**Vorliegender Text:**

Lasse Boesen feuerte eine Wasserflasche unter die Bank, versetzte ihr noch einen beherzten Tritt, ließ sich auf seinen Platz plumpsen und verbarg den Kopf unter einem weißen Handtuch. Es war die 53. Minute des Bundesliga-Derbys zwischen der SG Flensburg-Handewitt und dem THW Kiel, und das Spiel war beim Stand von 28:32 aus Sicht der Gastgeber verloren. Boesen, vom überragenden SG-Akteur der ersten Hälfte zur tragischen Figur geworden, ward nach dem Spiel nicht mehr gesehen. Zwei Pässe waren ihm missglückt, in die die Kieler Christian Zeitz und Filip Jicha gnadenlos hinein stießen und der SG das Genick in einem grandiosen Handballspiel brachen. 31:37 (18:16) hieß es am Ende nach spektakulärem Hin und Her – Flensburg war damit weit unter Wert geschlagen.
Das räumte sogar THW-Trainer Alfred Gislason ein: „Flensburg hat wie ein Favorit gespielt und sehr tollen Handball gezeigt. Es war schwer für uns.“ Die Höhe des Erfolges sei allein dem Glück geschuldet, gegen Ende einige leichte Bälle erobert zu haben. Gislason hatte hoch gepokert, als er eine völlig neue Startaufstellung auf die Platte schickte, ohne Jicha, Marcus Ahlm oder Jerome Fernandez. Sein Plan war, „durch  eine breite Bank am Ende mehr Luft“ übrig zu haben. Das ging auf, das ergab schließlich den Unterschied, doch zu Beginn machten nicht nur die Kieler eine verdutzte Miene zum Boesen-Spiel.
Der bisweilen lethargisch wirkende dänische Halblinke lief am Mittwoch zu ganz großer Form auf und war von seinem direkten Widerpart, dem Kieler Neuzugang Milutin Dragicevic, nicht zu kontrollieren. Die Frage in der Pressekonferenz an SG-Trainer Per Carlén, was denn mit Boesen passiert sei, unterbrach Gislason mit dem Einwurf: „Das habe ich mich auch gefragt. Den habe ich lange nicht so gesehen.“ Carlén erklärte, dass er viel mit Boesen gesprochen habe und einige Abläufe im Angriff neu auf ihn zugeschnitten worden seien. „Er war heute ein richtiger Halblinker. Ein Superspiel, ich freue mich sehr für ihn. Ich hoffe, dass er das fortsetzt.“ Das unglückliche Ende wollte ihm der Trainer nicht ankreiden. „Acht Tore, schöne Anspiele, Siebenmeter geholt und zwei technische Fehler im ganzen Spiel –  mehr geht fast nicht“, sagte Carlén.

**Auftrag A:**
Gib aus dem Spielbericht wortgetreu den Abschnitt von „Lasse Boesen feuerte“ bis einschließlich „unter Wert geschlagen.“ wieder.

**Datenauszug:**
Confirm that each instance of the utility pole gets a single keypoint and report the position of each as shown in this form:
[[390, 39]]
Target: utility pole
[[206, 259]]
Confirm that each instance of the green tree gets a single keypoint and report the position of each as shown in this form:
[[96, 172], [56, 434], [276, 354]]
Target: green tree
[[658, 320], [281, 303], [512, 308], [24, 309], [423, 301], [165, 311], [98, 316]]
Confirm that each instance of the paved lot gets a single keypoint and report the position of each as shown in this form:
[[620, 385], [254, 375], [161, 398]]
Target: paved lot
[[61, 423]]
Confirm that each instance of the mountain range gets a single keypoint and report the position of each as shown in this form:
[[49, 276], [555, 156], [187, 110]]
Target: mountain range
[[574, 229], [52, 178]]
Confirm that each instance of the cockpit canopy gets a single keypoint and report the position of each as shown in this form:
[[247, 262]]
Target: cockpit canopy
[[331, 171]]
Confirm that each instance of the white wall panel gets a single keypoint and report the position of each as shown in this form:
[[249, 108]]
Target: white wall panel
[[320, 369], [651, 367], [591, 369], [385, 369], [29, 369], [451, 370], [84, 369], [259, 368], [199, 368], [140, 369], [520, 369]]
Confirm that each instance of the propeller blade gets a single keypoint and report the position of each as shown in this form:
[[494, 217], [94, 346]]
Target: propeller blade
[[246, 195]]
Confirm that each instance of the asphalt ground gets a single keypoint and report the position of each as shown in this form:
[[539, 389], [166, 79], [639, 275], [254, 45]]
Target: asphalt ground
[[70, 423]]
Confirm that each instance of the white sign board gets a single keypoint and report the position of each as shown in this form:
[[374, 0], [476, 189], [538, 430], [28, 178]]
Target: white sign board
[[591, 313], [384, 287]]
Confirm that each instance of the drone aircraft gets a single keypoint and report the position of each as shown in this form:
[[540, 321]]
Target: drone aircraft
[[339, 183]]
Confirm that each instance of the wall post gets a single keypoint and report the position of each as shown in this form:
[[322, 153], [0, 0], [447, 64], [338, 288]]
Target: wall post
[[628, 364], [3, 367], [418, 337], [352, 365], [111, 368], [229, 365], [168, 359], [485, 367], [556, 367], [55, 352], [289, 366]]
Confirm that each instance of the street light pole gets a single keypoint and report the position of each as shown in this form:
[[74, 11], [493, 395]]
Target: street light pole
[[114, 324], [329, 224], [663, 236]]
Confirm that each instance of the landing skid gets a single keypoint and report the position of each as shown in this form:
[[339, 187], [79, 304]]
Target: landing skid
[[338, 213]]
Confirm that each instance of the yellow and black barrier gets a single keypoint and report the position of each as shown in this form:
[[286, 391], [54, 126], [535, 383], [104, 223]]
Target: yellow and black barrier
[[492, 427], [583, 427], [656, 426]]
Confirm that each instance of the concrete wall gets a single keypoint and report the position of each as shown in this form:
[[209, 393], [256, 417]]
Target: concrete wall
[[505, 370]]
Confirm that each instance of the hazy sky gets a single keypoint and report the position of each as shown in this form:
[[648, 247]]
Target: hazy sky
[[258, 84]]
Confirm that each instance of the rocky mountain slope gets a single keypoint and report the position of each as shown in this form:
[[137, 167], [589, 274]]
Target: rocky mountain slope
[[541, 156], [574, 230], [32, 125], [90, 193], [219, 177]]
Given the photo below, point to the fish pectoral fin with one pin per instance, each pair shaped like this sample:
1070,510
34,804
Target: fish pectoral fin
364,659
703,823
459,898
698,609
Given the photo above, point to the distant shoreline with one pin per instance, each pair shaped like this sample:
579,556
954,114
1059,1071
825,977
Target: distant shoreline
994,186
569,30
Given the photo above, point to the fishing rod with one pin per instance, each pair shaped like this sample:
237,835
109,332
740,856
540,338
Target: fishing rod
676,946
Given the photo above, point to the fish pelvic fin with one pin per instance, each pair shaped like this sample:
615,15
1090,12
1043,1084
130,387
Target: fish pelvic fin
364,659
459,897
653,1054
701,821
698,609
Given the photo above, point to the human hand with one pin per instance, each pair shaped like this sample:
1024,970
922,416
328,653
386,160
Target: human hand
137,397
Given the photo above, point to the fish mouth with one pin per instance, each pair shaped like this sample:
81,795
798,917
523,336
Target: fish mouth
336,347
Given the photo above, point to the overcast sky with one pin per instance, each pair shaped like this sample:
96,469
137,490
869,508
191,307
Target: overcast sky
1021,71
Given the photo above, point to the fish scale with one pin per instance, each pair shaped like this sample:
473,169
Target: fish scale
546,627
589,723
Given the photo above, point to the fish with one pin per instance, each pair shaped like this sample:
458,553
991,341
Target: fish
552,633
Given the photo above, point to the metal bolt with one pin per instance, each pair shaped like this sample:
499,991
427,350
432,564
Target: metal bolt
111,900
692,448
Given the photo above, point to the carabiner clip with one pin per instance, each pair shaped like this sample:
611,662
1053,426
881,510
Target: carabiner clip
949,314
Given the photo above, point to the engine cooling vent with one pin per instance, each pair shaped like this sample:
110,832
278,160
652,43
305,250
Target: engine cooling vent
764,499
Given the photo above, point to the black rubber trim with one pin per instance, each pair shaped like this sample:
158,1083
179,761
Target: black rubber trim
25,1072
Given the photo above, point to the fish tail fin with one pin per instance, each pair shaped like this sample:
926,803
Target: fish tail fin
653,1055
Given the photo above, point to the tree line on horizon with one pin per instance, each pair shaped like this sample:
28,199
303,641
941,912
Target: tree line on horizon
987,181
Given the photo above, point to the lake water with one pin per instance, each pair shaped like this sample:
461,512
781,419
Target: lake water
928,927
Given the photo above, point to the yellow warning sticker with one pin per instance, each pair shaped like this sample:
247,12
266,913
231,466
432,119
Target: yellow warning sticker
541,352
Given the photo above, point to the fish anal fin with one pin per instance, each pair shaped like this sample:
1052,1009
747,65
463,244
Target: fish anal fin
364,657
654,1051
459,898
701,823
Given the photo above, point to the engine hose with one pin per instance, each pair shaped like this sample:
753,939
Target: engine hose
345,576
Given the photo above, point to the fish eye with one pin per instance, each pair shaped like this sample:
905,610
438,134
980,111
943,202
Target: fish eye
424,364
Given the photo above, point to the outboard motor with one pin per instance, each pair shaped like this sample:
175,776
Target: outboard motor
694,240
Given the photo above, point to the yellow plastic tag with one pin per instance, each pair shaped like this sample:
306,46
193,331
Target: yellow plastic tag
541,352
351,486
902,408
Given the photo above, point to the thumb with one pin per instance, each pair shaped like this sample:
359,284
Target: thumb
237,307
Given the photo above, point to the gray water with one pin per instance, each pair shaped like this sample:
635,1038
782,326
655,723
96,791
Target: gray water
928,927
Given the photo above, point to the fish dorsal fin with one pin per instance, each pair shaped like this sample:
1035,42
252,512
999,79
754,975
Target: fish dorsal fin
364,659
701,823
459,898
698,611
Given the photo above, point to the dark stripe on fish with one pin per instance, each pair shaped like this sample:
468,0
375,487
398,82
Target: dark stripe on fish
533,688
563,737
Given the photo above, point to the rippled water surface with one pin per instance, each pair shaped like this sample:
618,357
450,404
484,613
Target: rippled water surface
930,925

**Auftrag B:**
Stelle die Zeilen der Einträge von der Zeile mit „Confirm that each instance of the mountain“ bis einschließlich der Zeile mit „[[331, 171]]“ als Markdown-Tabelle dar, mit den Spalten „Nr“ für die fortlaufende Nummer und „Zeile“ für den Inhalt. Leerzeilen lässt du weg.

**Richtige Antwort A:**
Lasse Boesen feuerte eine Wasserflasche unter die Bank, versetzte ihr noch einen beherzten Tritt, ließ sich auf seinen Platz plumpsen und verbarg den Kopf unter einem weißen Handtuch. Es war die 53. Minute des Bundesliga-Derbys zwischen der SG Flensburg-Handewitt und dem THW Kiel, und das Spiel war beim Stand von 28:32 aus Sicht der Gastgeber verloren. Boesen, vom überragenden SG-Akteur der ersten Hälfte zur tragischen Figur geworden, ward nach dem Spiel nicht mehr gesehen. Zwei Pässe waren ihm missglückt, in die die Kieler Christian Zeitz und Filip Jicha gnadenlos hinein stießen und der SG das Genick in einem grandiosen Handballspiel brachen. 31:37 (18:16) hieß es am Ende nach spektakulärem Hin und Her – Flensburg war damit weit unter Wert geschlagen.

**Richtige Antwort B:**
| Nr | Zeile |
|---|---|
| 1 | Confirm that each instance of the mountain range gets a single keypoint and report the position of each as shown in this form: |
| 2 | [[49, 276], [555, 156], [187, 110]] |
| 3 | Target: mountain range |
| 4 | [[574, 229], [52, 178]] |
| 5 | Confirm that each instance of the cockpit canopy gets a single keypoint and report the position of each as shown in this form: |
| 6 | [[247, 262]] |
| 7 | Target: cockpit canopy |
| 8 | [[331, 171]] |